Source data
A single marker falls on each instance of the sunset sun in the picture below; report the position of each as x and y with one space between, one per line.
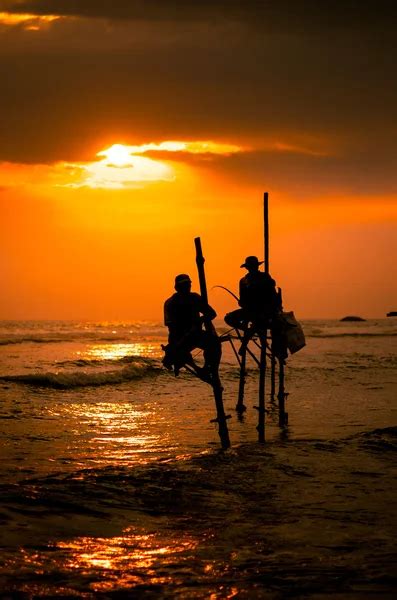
117 155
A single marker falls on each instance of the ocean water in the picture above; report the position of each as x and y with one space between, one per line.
113 483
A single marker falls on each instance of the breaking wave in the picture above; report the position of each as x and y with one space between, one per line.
72 379
350 334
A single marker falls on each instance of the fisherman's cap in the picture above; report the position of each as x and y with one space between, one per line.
251 261
182 278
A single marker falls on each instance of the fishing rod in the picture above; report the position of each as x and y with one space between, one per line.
221 418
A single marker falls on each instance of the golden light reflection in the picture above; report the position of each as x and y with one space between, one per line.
121 152
126 560
122 166
119 351
28 21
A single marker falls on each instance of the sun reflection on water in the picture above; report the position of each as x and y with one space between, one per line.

EXERCISE
Turn the rows into a Markdown table with the columns No. and Line, running from the line that contains "A single marker falls on each instance of the fishing" through the final row. Number each line in order and leave out any blank lines.

FULL RESPONSE
| No. | Line |
|---|---|
| 1 | A single marker falls on each instance of the fishing rod in the picture above; report the position of each as x and y with one space between, one per line. |
| 2 | 221 418 |
| 3 | A single marker falls on each instance of the golden light reflection in the picture above; report the position of each as x and y with one space between, one per line. |
| 4 | 121 152 |
| 5 | 126 560 |
| 6 | 122 166 |
| 7 | 119 351 |
| 8 | 28 21 |
| 9 | A single marker falls on each instance of the sun reflection on water in the picture above; report the position of each as x and y with one space between, one per line. |